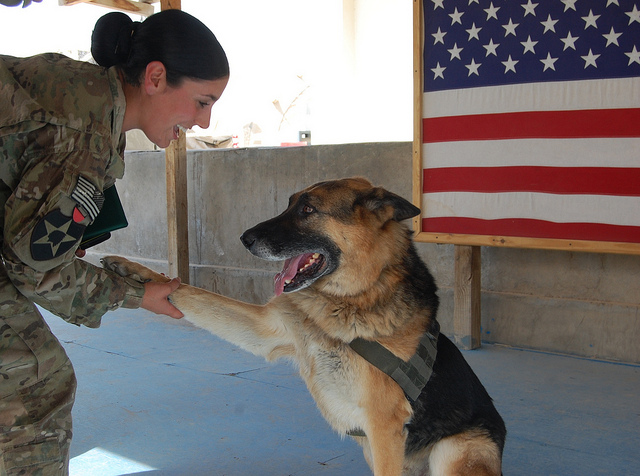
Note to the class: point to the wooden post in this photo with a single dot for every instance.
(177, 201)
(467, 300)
--
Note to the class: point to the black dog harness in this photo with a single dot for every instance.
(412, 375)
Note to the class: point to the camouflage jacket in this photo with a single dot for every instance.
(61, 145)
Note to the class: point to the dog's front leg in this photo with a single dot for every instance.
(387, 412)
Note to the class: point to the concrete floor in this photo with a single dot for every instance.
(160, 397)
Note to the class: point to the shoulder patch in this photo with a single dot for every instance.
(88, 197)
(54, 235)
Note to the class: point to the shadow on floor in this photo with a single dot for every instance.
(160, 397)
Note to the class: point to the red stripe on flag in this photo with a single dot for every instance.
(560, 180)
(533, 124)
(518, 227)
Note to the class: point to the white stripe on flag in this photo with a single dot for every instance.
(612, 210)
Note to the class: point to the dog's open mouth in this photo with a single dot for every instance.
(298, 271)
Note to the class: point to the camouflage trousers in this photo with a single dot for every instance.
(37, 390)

**The request**
Determine how many lines of the material above contain the word "Note". Give only the number.

**Task solution**
11